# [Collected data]
* * * * * * *

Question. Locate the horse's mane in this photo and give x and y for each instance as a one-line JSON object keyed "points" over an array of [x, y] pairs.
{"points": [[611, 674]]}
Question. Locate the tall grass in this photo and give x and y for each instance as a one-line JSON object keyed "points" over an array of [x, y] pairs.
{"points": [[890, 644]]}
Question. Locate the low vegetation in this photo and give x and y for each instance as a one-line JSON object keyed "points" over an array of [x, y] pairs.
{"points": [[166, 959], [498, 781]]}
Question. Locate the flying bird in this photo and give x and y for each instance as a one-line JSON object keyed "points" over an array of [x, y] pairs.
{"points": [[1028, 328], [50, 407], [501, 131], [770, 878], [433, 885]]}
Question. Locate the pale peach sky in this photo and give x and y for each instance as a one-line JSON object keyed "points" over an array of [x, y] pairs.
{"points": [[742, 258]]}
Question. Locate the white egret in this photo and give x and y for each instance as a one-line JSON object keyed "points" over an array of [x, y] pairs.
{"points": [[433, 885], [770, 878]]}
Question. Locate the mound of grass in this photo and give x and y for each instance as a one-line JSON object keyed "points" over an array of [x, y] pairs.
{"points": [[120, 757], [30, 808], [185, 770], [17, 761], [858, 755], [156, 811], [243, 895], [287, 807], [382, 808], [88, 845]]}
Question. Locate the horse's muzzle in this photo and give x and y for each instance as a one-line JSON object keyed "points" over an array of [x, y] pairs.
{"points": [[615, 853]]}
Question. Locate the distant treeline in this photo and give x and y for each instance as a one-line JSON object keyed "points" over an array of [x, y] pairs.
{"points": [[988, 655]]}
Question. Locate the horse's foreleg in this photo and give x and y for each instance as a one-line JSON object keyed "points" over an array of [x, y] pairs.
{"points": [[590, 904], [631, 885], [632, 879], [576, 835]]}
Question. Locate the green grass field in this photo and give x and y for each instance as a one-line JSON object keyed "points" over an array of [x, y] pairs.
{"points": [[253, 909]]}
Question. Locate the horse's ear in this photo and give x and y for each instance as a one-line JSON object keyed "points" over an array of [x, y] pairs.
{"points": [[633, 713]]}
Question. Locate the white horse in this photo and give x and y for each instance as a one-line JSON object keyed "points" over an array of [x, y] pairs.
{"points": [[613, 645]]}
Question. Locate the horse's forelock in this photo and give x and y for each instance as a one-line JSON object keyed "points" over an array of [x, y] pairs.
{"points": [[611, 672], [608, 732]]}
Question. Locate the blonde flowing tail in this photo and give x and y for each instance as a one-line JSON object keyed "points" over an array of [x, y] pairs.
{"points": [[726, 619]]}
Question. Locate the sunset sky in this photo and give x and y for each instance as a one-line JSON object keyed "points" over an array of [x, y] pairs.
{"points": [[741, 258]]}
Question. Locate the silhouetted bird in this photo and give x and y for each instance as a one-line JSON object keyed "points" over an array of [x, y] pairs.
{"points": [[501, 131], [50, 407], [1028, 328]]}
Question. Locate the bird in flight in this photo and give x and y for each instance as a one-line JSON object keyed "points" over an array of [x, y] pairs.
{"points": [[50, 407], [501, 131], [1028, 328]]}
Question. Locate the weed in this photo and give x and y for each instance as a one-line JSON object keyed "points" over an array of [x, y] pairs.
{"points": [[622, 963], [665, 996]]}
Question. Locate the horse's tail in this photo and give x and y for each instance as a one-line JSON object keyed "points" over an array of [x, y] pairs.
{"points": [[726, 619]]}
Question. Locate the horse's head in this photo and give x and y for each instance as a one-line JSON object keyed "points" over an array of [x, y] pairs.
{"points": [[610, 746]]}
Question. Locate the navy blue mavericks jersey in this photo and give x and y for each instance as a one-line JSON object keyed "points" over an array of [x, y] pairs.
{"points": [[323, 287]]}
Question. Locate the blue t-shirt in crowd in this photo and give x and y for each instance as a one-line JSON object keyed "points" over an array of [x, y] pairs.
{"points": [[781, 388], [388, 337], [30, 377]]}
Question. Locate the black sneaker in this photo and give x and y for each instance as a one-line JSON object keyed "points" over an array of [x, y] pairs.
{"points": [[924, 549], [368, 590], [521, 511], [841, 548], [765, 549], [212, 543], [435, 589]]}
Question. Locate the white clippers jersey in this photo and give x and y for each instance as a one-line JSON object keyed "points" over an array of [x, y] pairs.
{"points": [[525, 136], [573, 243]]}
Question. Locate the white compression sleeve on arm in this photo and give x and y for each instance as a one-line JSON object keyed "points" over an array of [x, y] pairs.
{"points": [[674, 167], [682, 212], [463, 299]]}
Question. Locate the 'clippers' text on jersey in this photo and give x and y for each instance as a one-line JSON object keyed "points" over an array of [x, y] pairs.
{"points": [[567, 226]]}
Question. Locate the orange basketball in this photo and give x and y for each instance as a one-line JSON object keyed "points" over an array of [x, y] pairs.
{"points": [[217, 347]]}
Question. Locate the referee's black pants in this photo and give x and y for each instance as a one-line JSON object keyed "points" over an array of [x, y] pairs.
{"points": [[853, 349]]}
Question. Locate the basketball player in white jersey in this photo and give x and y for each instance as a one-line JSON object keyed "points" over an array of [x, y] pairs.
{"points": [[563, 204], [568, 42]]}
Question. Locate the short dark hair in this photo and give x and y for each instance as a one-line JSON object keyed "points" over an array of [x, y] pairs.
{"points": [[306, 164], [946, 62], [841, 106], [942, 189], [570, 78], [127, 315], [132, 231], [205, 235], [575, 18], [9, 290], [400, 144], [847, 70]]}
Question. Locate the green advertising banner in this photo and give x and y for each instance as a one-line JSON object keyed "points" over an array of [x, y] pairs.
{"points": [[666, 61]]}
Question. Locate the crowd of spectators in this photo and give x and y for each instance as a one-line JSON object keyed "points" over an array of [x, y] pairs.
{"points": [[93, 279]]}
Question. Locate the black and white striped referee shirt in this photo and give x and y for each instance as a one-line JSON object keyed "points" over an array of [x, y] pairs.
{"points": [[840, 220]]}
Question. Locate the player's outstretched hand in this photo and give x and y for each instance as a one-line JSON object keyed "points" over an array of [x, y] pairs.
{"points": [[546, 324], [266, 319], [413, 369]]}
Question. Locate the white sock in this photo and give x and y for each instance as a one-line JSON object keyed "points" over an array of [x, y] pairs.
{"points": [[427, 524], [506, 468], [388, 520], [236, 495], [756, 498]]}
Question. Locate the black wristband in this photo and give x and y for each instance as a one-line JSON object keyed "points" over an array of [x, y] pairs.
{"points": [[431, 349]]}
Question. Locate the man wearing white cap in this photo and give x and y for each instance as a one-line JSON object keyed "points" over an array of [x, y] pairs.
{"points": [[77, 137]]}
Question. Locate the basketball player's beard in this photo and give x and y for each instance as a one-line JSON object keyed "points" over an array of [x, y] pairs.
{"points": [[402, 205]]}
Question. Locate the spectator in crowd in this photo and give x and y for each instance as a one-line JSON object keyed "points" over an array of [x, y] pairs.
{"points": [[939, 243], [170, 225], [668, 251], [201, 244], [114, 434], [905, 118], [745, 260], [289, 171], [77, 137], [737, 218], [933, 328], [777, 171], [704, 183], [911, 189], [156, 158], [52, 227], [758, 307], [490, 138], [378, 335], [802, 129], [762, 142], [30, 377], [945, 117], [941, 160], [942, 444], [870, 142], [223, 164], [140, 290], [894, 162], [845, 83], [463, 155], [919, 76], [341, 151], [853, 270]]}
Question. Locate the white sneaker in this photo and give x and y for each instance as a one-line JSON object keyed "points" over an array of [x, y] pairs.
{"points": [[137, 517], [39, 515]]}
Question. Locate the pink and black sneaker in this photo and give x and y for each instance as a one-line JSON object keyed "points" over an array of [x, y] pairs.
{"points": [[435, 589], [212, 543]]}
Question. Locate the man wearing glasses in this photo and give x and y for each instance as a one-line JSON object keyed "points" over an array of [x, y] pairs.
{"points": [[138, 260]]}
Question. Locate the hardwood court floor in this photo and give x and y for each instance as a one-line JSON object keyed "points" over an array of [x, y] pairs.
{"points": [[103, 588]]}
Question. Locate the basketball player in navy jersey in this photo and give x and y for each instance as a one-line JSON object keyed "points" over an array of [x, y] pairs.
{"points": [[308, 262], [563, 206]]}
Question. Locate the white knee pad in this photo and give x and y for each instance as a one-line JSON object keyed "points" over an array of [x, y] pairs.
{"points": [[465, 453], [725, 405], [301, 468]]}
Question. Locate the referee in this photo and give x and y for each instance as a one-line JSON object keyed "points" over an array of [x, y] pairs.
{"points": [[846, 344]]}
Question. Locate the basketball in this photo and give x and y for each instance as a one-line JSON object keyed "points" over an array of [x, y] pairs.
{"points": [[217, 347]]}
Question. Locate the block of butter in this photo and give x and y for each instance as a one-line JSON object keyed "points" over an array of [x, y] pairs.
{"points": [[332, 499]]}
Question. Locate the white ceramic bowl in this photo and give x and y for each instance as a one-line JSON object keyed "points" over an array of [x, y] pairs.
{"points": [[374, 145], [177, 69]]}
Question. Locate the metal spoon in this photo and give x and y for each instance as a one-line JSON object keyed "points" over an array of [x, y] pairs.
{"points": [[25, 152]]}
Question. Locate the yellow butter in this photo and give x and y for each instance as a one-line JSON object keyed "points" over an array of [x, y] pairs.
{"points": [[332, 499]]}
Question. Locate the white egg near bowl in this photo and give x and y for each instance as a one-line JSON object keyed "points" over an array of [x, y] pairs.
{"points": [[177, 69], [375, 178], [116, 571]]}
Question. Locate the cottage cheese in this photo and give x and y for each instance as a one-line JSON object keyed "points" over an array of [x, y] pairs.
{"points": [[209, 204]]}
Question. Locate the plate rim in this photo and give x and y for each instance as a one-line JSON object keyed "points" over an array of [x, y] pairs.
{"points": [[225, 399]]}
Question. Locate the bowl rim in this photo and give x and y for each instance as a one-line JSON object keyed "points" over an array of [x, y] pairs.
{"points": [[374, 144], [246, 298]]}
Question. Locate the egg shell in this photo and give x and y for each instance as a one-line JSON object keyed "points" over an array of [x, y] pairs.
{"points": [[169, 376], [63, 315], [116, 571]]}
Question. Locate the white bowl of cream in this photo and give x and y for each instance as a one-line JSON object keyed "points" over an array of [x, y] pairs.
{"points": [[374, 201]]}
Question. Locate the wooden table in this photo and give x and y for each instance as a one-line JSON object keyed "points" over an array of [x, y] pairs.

* * * * * * *

# [Your instructions]
Repeat only the stretch of lines that opens with the line containing "Question. Locate the cottage" and closes with the final line of the entries, both included, exactly as written.

# [Correct result]
Question. Locate the cottage cheese in this photo and give x and y for each instance as a one-line JSON object keyed "points" over an array of [x, y] pairs.
{"points": [[209, 204]]}
Question. Locate the plate rim in this photo and give x and y for each instance as a one-line JSON object keyed "points" over an array of [x, y] pairs.
{"points": [[225, 399]]}
Question. Locate the bowl rim in this photo and give x and y for each instance as a one-line JSON object keyed "points" over an array of [x, y] pairs.
{"points": [[374, 144], [246, 298]]}
Question. Locate the egg shell in this photo and give x and y for each instance as a one-line JSON object keyed "points" over an array of [x, y] pairs.
{"points": [[169, 376], [63, 315], [116, 571]]}
Question. Locate the white bowl of cream in this photo and give x and y for each instance as a one-line JSON object keyed "points" over an array of [x, y] pairs.
{"points": [[374, 201]]}
Question. Locate the wooden table in this photo and give x and y for each instance as a one-line JSON object keyed "points" over an array of [x, y] pairs.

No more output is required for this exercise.